_WHAT YOU HAVE TO DO_
Everything from the line containing "form (474, 5)." through the last line of the records below should be printed exactly, please, and nothing else.

Stored items from a collection:
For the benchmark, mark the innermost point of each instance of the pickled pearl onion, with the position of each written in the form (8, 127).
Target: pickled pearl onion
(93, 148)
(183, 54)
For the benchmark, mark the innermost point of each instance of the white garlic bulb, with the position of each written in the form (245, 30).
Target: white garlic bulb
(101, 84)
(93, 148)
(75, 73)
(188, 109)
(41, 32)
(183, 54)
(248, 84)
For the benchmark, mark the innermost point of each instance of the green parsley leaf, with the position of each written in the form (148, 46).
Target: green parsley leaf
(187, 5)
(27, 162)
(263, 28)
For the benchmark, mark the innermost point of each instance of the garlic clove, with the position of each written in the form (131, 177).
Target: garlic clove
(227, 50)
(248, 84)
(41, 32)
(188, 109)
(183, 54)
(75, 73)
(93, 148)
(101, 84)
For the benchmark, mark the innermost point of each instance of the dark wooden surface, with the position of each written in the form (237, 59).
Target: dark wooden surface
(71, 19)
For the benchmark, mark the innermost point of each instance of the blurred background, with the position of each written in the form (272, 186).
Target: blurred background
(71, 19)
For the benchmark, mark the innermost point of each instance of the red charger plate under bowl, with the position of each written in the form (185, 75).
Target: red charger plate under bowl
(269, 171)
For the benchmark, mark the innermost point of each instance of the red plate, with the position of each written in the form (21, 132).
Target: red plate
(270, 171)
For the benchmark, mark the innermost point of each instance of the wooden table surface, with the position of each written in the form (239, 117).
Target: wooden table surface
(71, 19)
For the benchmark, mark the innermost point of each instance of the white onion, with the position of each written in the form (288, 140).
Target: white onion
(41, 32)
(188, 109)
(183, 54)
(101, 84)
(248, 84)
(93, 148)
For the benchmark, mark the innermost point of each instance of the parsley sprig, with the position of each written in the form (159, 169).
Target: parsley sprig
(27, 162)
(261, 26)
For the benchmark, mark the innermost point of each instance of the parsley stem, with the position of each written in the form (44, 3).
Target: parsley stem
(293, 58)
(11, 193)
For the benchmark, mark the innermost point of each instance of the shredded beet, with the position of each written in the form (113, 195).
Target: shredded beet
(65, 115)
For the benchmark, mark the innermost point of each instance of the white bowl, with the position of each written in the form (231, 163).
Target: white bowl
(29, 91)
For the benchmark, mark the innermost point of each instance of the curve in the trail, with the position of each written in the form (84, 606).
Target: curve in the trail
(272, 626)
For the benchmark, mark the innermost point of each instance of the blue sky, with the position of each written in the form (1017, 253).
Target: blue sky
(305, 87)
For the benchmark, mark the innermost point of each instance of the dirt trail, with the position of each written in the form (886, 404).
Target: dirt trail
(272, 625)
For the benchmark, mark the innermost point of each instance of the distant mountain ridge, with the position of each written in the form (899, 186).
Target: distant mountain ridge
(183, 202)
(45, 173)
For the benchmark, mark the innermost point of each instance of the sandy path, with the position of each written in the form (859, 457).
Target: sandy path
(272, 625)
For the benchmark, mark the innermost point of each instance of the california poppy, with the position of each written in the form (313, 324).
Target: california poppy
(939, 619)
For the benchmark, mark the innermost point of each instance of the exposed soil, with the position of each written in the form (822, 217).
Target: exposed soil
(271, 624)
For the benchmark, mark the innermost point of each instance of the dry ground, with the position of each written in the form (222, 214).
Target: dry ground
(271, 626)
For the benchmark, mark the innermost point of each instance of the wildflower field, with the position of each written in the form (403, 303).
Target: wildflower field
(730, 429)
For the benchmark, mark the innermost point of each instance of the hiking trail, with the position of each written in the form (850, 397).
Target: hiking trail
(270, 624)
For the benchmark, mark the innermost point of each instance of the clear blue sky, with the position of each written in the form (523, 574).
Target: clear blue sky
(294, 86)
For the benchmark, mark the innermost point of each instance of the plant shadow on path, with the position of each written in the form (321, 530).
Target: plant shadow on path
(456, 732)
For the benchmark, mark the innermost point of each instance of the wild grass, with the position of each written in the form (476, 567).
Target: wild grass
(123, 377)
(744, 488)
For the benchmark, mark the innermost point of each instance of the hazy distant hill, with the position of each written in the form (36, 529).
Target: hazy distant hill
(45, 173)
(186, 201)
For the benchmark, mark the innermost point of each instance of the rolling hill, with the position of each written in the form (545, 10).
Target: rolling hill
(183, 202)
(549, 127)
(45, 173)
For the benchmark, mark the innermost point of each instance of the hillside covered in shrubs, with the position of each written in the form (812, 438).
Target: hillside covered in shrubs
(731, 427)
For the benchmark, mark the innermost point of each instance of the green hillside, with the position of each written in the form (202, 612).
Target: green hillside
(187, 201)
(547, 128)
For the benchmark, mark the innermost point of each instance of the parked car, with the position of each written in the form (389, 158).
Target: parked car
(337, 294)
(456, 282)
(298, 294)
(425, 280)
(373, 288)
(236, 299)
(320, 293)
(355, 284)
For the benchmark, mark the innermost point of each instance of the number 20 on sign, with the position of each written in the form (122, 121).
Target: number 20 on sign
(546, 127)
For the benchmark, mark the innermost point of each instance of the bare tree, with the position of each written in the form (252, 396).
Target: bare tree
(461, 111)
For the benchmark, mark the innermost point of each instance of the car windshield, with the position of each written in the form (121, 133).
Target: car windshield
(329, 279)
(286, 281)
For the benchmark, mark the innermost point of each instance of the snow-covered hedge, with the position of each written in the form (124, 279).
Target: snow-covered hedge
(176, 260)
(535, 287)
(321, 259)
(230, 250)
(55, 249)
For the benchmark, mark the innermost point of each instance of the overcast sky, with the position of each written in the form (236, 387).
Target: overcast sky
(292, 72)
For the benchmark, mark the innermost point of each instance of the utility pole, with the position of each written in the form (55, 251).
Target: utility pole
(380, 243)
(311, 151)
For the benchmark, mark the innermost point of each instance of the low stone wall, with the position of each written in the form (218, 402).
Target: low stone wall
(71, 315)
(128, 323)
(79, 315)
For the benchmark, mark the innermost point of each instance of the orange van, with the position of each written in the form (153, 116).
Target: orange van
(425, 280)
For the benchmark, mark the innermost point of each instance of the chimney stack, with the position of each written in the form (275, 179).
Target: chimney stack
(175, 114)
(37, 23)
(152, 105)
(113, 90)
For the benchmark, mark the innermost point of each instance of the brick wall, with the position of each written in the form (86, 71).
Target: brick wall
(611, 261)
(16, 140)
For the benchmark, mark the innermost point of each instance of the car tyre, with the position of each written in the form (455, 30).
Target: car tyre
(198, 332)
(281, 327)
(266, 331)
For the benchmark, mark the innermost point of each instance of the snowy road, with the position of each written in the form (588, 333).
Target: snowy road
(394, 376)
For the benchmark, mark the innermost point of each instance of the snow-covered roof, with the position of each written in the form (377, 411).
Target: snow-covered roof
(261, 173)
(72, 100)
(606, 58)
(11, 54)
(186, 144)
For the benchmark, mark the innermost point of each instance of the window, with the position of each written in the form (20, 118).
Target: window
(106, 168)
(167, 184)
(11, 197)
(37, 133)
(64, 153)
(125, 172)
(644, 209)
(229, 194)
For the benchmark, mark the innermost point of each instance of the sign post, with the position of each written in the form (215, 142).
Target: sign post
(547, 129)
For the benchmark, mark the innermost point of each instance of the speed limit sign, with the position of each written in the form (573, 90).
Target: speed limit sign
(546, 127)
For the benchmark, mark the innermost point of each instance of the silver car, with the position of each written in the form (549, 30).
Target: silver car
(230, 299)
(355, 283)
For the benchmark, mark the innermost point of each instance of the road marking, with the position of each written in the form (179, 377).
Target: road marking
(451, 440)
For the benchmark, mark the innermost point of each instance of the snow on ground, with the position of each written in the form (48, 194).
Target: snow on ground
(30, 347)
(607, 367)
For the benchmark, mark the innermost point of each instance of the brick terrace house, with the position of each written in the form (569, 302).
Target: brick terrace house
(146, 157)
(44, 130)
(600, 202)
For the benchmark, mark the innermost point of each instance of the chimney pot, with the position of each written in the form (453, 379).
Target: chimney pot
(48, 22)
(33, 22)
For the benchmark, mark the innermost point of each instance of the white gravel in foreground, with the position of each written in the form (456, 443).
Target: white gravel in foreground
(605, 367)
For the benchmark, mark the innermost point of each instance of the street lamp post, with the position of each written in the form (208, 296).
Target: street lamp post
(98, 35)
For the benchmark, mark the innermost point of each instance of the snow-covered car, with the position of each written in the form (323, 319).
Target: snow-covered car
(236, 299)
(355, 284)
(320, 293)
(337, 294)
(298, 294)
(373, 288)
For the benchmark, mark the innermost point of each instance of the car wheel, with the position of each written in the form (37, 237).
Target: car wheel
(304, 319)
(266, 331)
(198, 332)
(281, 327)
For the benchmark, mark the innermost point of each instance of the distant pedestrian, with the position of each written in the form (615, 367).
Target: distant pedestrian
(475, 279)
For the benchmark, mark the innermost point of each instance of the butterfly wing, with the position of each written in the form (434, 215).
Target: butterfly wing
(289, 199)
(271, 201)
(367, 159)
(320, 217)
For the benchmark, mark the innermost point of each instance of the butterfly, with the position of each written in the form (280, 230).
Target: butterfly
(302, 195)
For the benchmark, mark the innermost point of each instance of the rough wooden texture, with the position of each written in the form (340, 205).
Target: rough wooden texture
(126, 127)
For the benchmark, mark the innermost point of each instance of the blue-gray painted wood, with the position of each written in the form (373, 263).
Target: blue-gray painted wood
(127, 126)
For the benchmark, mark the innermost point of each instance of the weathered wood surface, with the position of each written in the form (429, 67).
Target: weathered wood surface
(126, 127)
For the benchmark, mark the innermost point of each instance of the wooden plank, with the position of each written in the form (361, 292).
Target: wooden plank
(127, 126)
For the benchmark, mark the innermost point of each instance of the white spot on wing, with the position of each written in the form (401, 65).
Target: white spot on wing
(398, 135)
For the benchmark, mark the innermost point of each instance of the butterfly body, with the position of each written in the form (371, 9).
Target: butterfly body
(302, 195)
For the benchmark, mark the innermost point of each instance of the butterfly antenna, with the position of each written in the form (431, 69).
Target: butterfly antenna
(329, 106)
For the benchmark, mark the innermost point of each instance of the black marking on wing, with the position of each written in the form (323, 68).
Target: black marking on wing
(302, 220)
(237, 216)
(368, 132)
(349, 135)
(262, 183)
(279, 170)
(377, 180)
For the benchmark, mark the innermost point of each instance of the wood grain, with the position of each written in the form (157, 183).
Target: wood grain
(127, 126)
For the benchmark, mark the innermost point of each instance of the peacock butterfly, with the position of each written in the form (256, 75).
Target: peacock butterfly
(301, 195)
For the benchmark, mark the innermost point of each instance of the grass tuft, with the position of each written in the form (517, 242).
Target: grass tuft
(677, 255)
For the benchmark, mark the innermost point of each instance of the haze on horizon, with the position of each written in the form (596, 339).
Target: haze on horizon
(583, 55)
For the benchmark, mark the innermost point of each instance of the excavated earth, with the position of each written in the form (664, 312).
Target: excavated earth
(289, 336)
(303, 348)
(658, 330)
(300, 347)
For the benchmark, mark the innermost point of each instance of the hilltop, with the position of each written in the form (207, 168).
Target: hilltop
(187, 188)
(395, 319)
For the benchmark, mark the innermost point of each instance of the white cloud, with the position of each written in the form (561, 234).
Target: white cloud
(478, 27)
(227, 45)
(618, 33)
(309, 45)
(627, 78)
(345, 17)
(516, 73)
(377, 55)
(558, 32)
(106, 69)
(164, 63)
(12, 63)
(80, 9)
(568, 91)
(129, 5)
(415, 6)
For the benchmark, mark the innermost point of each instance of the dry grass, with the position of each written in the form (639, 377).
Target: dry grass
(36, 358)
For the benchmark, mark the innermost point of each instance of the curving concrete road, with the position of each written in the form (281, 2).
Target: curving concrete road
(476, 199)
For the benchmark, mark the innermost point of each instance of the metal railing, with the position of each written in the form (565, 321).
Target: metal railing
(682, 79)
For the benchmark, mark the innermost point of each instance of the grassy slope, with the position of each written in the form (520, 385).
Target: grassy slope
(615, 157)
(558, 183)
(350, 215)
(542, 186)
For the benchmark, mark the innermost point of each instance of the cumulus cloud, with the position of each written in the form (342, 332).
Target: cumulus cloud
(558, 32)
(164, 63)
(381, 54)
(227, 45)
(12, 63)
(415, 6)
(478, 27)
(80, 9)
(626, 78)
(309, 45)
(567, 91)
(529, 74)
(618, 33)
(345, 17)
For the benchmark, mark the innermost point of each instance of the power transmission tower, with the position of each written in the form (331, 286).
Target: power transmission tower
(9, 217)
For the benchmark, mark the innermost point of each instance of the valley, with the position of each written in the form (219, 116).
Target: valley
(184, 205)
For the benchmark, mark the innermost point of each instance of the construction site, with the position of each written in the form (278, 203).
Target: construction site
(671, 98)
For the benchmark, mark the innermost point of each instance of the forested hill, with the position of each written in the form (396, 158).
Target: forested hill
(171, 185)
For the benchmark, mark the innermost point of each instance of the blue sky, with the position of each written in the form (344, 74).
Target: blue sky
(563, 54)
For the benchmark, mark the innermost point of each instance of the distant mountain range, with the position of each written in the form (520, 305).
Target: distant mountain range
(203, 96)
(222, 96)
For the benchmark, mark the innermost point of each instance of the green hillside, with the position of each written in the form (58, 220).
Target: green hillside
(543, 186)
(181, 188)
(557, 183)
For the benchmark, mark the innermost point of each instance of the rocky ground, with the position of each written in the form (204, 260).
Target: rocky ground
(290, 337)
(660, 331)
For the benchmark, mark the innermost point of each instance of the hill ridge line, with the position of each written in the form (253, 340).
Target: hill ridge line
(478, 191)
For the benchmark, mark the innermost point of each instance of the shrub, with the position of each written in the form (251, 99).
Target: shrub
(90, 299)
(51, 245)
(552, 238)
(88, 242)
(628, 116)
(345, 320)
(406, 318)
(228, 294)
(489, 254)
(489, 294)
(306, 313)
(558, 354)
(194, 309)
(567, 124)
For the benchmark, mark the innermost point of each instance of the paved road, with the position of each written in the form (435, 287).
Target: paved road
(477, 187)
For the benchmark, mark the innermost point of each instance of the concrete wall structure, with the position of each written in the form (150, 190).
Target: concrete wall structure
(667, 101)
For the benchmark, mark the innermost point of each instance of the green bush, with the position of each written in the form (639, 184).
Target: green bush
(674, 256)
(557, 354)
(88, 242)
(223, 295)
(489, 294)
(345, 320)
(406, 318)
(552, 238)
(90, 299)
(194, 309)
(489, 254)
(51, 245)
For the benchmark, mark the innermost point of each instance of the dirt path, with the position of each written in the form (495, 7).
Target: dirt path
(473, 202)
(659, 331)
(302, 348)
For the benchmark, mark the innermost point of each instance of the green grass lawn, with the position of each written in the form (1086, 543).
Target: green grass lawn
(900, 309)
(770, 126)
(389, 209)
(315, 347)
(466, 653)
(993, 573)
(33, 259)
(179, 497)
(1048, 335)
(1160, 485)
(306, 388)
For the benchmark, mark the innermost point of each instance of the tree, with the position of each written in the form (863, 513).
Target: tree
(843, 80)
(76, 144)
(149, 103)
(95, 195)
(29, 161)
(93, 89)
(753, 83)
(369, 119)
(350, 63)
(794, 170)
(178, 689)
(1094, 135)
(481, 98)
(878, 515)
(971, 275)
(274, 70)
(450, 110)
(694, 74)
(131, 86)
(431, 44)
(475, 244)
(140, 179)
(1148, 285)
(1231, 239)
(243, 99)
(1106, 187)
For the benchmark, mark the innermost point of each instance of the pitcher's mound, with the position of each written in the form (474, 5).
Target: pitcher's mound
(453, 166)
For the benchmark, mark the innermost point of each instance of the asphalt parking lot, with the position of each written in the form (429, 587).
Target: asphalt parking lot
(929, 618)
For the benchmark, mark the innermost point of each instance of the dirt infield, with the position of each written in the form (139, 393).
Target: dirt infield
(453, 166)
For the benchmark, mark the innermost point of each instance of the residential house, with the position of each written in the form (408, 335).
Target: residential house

_REPLY_
For the benchmark, mark the innermost point of each instance of the pitcher's mound, with the position of each written in the form (474, 5).
Target: pitcher's mound
(453, 166)
For the benchmark, mark the innermost point of each instance of the asphalt parking lot, with the position of each written in the form (429, 587).
Target: asphalt parking lot
(929, 618)
For the benchmark, mark the innermost point of each instance of the dirt infield, with the position of each written in the form (139, 393).
Target: dirt infield
(453, 166)
For the benchmark, mark the innermost point of each instance of the residential house, with the position of each written in the form (408, 335).
Target: residential house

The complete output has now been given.